Instructions to follow
Where does the word "pigeon" show up in the data? Please find each such line and copy it.
⁂
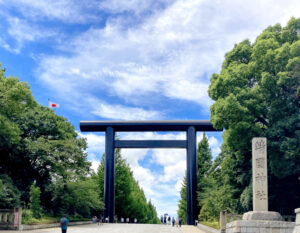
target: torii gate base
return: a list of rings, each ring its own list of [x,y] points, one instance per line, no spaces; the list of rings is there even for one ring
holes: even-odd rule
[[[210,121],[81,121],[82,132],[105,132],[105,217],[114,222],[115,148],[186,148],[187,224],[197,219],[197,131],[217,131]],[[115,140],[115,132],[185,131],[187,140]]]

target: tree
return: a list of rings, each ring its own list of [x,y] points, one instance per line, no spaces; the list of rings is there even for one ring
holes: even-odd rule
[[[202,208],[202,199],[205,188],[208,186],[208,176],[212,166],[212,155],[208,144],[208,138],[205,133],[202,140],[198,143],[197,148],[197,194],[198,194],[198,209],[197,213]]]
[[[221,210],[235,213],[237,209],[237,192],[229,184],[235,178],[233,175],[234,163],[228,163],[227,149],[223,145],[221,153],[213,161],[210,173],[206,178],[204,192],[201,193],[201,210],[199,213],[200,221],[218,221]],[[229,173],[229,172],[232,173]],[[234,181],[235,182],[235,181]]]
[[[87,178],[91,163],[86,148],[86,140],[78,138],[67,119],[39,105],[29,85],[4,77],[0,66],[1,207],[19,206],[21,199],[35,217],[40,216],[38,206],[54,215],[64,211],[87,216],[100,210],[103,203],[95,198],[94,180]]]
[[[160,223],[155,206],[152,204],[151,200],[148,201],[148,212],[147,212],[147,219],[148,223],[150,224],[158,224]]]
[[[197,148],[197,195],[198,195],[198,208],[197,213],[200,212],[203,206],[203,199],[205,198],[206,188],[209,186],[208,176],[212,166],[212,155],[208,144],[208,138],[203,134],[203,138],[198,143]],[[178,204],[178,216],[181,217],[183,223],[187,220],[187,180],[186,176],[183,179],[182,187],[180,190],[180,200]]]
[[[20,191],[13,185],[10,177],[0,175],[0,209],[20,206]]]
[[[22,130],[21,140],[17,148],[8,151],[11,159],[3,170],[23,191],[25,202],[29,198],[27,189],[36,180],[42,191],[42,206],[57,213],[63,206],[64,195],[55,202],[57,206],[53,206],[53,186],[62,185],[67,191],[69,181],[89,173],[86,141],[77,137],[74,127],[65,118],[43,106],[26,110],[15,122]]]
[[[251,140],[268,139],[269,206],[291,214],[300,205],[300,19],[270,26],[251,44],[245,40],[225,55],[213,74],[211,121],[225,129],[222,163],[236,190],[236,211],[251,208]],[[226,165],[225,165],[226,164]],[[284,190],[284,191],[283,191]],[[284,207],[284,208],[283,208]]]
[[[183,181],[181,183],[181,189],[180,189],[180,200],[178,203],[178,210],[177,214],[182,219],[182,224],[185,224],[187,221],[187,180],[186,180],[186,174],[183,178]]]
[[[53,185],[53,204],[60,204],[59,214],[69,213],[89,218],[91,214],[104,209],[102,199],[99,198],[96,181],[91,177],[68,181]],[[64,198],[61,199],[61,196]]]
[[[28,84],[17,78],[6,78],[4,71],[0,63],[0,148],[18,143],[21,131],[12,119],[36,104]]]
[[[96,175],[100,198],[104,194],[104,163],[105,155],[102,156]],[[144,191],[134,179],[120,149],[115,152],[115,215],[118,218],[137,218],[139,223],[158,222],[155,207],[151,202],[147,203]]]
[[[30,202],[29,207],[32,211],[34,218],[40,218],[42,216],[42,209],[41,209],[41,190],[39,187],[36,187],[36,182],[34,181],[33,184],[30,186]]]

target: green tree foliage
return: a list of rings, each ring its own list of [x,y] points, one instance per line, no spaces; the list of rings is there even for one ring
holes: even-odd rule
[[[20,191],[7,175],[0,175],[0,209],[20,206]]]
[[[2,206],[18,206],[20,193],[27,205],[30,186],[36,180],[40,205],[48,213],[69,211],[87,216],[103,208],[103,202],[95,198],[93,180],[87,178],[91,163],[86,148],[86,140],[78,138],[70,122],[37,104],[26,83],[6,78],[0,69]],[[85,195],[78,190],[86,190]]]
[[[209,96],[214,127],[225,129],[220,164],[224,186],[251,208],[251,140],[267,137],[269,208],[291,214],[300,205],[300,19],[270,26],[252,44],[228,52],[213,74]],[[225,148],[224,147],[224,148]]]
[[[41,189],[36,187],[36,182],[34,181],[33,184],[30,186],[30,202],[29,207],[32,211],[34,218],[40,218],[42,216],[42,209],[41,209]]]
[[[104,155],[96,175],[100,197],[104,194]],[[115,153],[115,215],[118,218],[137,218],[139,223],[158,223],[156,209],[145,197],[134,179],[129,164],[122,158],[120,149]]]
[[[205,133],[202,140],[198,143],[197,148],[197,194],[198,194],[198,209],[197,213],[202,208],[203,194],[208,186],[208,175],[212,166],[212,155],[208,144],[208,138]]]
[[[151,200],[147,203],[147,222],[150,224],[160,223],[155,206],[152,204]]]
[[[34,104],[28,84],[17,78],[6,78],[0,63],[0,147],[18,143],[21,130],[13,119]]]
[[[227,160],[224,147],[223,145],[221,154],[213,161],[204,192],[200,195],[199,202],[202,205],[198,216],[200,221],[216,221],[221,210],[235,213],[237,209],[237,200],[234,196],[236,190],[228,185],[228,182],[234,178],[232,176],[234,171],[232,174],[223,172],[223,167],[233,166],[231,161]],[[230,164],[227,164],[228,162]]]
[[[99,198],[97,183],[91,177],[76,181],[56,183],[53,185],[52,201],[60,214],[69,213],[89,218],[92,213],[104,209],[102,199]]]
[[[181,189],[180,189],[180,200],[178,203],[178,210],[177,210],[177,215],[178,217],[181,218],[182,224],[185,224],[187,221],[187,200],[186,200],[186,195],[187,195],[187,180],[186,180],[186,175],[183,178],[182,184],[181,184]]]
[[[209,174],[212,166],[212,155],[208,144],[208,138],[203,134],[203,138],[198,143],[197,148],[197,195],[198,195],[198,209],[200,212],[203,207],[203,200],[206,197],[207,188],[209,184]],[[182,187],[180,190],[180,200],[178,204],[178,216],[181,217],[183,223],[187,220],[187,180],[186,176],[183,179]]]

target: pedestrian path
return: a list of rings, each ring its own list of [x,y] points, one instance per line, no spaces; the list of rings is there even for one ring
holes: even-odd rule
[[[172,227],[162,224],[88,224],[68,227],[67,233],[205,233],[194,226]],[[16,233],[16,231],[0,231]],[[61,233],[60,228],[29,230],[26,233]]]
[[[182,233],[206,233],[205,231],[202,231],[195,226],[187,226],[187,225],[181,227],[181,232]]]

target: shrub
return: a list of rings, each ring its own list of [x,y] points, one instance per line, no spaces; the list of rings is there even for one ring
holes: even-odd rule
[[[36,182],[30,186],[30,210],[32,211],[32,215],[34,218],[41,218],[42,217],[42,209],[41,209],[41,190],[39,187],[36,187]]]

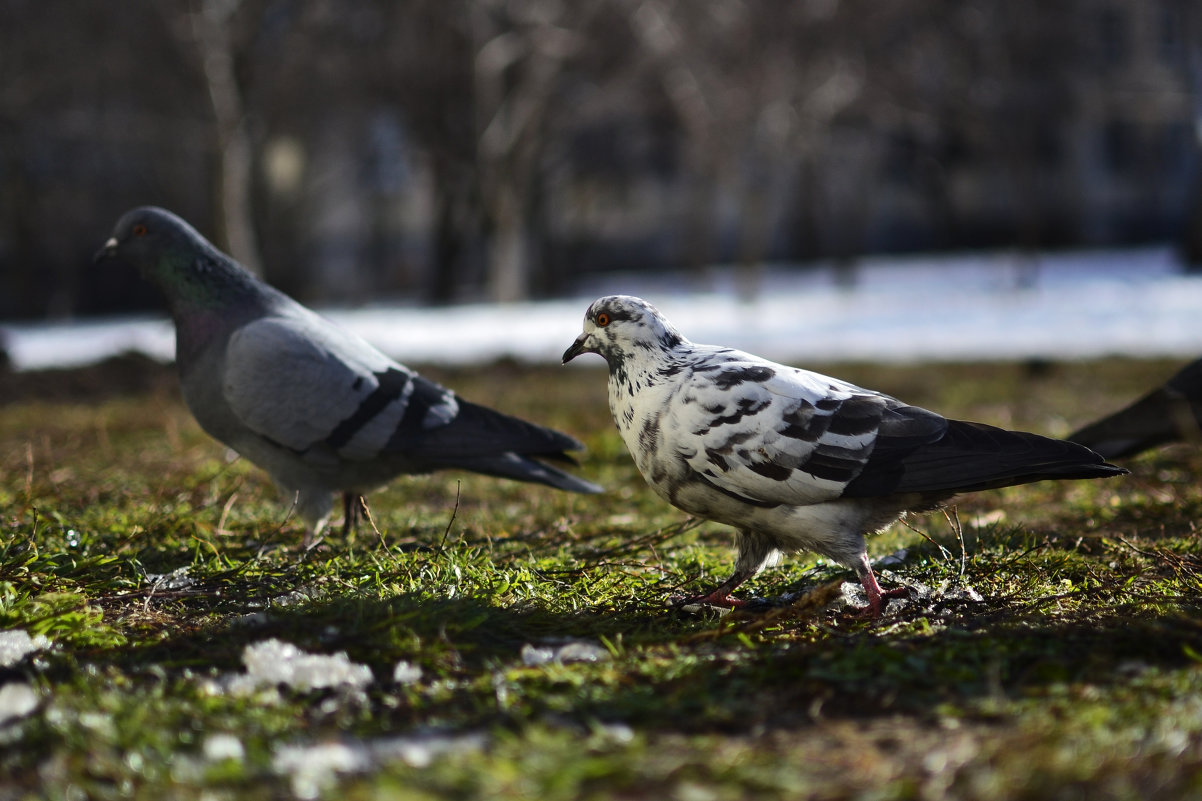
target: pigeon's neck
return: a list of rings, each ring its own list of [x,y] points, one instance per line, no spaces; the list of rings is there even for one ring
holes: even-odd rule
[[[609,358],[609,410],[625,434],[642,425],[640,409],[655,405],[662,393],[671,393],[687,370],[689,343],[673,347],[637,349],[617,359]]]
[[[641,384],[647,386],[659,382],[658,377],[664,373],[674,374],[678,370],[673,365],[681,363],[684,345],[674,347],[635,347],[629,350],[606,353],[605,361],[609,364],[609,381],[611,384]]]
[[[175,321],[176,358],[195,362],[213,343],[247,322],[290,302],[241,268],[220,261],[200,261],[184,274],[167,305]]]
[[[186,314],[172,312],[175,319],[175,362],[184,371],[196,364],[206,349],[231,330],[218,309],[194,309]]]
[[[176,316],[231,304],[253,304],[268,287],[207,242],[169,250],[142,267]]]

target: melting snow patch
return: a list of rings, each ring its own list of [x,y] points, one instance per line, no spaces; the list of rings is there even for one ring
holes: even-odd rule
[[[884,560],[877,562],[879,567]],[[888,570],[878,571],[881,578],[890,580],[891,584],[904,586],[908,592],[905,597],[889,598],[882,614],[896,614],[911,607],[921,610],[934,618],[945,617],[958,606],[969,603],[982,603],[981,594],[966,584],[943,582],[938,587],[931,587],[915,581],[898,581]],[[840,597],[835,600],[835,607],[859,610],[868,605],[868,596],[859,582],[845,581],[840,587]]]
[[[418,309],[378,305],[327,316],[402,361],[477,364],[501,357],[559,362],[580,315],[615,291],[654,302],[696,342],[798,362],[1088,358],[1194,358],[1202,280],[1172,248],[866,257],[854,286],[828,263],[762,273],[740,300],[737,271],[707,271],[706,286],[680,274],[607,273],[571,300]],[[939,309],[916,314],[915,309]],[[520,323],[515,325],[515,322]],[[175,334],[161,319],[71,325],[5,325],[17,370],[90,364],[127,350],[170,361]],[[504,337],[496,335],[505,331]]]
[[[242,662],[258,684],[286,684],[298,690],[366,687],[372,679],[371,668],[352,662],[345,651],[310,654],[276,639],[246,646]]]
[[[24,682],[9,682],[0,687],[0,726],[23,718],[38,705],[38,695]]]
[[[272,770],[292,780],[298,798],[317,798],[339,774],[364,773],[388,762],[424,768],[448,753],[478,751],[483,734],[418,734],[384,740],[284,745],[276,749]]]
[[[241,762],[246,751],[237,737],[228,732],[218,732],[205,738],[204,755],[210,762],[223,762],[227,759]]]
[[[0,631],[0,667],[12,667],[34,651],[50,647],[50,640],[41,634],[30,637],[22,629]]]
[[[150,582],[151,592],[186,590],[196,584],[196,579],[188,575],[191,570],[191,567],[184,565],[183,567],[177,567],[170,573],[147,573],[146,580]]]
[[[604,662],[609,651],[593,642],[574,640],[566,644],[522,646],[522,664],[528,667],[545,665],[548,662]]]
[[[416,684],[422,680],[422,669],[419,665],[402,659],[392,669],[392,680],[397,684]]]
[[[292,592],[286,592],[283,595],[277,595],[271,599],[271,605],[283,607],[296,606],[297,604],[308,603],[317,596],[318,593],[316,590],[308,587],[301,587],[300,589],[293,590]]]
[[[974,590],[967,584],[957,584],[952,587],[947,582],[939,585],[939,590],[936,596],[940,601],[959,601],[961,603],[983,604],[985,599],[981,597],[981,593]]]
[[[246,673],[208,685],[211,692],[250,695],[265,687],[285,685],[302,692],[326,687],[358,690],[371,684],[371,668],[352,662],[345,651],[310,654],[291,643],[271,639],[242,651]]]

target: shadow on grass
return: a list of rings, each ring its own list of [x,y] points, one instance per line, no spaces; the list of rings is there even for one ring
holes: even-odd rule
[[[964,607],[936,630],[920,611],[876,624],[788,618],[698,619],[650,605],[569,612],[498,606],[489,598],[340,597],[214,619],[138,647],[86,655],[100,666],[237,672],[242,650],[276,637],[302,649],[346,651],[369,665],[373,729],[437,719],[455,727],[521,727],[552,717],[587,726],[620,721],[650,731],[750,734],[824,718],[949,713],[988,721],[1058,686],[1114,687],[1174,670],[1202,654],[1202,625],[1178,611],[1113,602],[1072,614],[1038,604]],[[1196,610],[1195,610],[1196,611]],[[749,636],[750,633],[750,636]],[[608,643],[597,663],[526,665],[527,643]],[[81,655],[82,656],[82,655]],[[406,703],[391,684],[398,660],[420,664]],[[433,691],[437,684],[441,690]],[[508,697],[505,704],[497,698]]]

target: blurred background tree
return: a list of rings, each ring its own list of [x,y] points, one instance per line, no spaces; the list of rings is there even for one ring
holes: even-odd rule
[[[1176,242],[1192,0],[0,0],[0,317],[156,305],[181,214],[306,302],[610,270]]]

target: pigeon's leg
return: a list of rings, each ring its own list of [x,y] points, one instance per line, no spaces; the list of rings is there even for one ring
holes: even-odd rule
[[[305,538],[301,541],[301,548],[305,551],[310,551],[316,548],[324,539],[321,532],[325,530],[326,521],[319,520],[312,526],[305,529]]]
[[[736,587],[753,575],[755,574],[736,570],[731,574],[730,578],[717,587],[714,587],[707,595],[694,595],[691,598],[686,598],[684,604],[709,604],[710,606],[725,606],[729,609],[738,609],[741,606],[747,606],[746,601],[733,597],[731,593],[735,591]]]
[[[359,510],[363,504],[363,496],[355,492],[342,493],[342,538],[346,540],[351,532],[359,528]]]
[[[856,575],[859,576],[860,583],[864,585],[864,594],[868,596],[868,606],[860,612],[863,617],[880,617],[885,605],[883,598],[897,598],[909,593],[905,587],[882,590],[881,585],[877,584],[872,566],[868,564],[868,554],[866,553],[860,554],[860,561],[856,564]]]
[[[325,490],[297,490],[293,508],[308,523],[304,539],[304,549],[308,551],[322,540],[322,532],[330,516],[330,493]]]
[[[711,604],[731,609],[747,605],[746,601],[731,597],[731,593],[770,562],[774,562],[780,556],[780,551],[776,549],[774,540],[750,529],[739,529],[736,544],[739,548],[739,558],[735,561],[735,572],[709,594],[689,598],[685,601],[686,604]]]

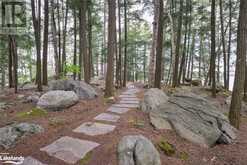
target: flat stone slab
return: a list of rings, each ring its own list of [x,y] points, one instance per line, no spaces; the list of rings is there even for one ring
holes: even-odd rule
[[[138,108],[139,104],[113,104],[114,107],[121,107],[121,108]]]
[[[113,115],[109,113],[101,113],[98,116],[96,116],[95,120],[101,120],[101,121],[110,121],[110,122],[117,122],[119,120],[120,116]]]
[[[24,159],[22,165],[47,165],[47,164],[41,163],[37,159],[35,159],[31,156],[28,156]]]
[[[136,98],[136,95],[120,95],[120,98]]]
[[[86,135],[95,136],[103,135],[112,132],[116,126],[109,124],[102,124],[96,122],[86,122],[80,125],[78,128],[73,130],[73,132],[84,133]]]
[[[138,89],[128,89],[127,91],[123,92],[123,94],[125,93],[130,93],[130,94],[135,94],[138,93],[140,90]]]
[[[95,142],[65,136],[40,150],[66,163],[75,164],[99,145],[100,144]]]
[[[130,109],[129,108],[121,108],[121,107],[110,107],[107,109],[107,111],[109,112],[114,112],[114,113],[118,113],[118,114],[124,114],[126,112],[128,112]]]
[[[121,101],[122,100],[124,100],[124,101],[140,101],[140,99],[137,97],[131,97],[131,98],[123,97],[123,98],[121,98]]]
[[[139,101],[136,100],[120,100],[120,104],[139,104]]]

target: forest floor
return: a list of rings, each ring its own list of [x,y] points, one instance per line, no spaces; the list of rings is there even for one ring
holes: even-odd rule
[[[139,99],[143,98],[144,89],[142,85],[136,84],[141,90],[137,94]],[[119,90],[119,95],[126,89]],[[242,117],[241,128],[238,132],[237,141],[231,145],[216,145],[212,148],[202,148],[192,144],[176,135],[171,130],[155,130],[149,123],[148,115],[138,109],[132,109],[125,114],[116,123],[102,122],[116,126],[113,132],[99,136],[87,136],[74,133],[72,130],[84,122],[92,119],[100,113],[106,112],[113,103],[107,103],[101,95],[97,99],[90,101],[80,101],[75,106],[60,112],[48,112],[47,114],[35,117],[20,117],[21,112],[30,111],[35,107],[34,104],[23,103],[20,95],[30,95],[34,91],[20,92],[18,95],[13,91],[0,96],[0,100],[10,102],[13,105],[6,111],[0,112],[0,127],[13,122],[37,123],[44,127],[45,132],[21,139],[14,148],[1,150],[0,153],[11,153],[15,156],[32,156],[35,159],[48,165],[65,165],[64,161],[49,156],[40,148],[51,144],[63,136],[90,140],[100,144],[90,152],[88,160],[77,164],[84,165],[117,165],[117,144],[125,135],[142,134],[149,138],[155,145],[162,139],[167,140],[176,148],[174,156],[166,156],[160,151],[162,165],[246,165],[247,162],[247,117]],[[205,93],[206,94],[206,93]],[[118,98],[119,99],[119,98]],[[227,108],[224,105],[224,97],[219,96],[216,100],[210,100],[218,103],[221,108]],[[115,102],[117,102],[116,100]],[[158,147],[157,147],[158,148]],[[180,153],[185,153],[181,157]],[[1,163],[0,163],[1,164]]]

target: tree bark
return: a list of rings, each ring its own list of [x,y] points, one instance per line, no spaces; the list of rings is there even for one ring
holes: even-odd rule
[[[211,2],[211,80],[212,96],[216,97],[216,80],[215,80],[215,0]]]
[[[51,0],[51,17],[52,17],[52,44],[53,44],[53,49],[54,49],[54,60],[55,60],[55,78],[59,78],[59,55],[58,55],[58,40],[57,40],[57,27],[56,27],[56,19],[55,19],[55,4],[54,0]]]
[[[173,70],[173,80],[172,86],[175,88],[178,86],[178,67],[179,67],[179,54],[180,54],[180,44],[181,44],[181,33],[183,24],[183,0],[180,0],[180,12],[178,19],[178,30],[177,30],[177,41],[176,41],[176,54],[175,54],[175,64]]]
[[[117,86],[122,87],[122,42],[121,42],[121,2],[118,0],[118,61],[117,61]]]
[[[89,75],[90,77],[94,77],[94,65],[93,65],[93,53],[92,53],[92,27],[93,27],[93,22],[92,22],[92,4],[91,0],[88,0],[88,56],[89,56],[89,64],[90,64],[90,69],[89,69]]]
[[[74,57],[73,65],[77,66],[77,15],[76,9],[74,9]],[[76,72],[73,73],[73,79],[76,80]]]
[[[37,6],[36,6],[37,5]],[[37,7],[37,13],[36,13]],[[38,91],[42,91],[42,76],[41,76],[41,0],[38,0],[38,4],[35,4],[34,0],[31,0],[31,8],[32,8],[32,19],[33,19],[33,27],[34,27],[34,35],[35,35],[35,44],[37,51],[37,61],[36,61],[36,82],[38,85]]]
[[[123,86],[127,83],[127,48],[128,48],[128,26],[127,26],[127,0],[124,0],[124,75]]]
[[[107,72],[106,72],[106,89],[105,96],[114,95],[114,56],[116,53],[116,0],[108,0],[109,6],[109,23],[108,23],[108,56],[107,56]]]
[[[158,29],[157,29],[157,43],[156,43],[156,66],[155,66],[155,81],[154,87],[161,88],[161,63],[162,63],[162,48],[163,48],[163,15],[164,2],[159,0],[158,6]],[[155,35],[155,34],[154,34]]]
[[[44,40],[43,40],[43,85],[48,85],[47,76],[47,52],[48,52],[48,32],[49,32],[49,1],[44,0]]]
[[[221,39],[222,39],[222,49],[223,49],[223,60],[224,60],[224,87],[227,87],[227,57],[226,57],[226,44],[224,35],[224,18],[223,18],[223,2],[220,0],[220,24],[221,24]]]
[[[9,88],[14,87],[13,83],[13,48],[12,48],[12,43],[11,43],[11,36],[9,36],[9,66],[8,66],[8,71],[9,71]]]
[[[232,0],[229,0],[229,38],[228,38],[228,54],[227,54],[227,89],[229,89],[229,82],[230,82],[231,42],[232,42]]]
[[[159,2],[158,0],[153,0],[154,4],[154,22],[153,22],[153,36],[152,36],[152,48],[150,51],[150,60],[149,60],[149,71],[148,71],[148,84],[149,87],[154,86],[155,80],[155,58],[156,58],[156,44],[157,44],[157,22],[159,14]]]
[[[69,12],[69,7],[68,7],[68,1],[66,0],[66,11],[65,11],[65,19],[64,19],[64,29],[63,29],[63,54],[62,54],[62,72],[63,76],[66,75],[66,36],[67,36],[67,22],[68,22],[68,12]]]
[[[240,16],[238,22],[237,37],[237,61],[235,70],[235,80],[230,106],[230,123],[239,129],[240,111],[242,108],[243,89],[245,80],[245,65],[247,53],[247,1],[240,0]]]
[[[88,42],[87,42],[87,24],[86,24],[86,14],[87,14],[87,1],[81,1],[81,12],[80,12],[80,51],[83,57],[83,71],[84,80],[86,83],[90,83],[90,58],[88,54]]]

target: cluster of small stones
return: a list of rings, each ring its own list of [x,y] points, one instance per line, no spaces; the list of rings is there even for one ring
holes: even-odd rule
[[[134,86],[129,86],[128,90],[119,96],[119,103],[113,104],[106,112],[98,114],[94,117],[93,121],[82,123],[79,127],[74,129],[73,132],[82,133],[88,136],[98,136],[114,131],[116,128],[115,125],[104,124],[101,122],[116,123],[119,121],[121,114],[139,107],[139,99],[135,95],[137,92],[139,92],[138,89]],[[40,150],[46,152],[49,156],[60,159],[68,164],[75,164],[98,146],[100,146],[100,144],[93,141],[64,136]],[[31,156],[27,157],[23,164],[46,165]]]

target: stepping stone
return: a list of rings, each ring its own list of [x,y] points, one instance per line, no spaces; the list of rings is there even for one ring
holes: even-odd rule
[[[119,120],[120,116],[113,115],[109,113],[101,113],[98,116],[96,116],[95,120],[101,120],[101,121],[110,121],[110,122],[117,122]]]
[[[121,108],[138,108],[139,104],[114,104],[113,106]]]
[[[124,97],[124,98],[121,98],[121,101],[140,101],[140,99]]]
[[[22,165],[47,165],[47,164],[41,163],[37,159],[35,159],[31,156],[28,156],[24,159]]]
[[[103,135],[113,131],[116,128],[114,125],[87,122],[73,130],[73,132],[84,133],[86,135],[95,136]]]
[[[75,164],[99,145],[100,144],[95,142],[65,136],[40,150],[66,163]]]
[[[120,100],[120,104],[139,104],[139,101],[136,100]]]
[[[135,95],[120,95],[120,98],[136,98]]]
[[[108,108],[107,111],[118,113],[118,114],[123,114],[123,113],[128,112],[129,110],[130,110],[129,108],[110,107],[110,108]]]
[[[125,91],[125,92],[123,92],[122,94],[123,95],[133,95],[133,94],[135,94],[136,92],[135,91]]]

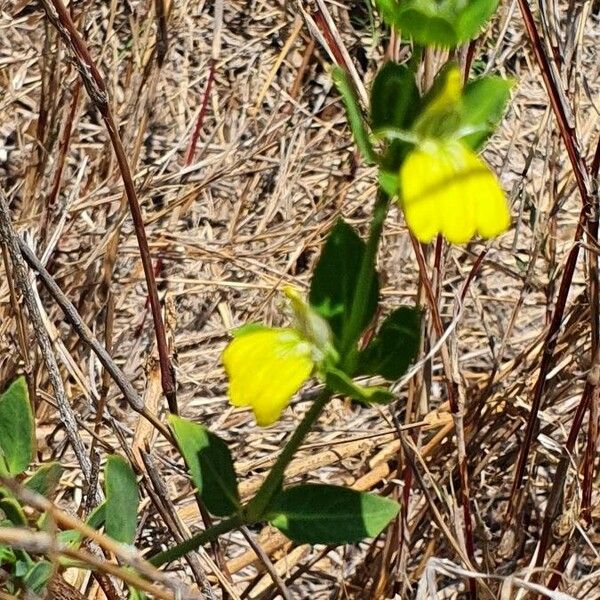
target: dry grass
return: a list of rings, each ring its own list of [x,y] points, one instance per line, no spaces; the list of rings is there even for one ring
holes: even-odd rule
⁂
Task solution
target: pigeon's neck
target: pigeon's leg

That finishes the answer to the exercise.